- QUOTED TEXT:
-- -- --

Take/Counter-Take: Ohio Stadium Is A Good Venue For The Buckeyes

By Johnny Ginter and Matt Gutridge on May 12, 2020 at 8:35 am
Ohio Stadium

For nearly a century, Ohio Stadium has housed Ohio State football.

It's not going anywhere anytime soon. In the modern age, though, is it a good enough stadium for the Buckeyes, or do they deserve better?

We're here to end the debate.

Take: Ohio Stadium Is A Tremendous Venue For The Buckeyes

Matt Gutridge: Before we jump into why Ohio Stadium is awesome, let's take a few moments to dispel two ill-conceived notions that are floating around about our pristine chapel.

  1. “Ohio Stadium’s atmosphere sucks!” The atmosphere of the building is in direct correlation to the people attending. Against some opponents, yes, Ohio Stadium does resemble a morgue. However, that has occurred because of ticket pricing, student seating and the Buckeyes' opponent. It’s hard for the masses to get excited for payday seekers like Tulsa, UNLV and Tulane.

    Abandon the concept of every ticket price being the same price. A person sitting on the 50-yard line in A-deck should not pay the same price as a fan sitting in D-deck and the corner of the end zone. One idea: bring the students down to field level. Have the kids in A-deck and wrap them around the end zone from the home and visiting 10 yard lines. The students bring the most energy and will give the Buckeyes even more of a home field advantage. It also might be a good idea to put the kids behind the opposing team’s bench.​​
  2. “The WiFi in the shoe sucks.” Really? You’re going to the game and you’re concerned about the WiFi? That might be a contributing factor as to why you think the atmosphere sucks. If you attend a game, put your stupid phone in your stupid pocket and watch the freaking game. Unlike his dating life, the dork that is concerned about the lack of WiFi needs to understand the action is on the grass, not in the palm of his hand.

-- -- --

- YOUR GOAL:
Answer these questions about the Ohio Stadium article:
1. On what date was it published?
2. Which three opponents does it call payday seekers?
3. In which deck does it propose seating the students?

- DATA SHOWN:

-- -- --

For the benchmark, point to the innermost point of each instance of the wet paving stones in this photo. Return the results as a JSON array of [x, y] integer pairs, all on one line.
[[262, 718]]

-- -- --

- WRITTEN REPLY:
1. May 12, 2020
2. Tulsa, UNLV and Tulane
3. A-deck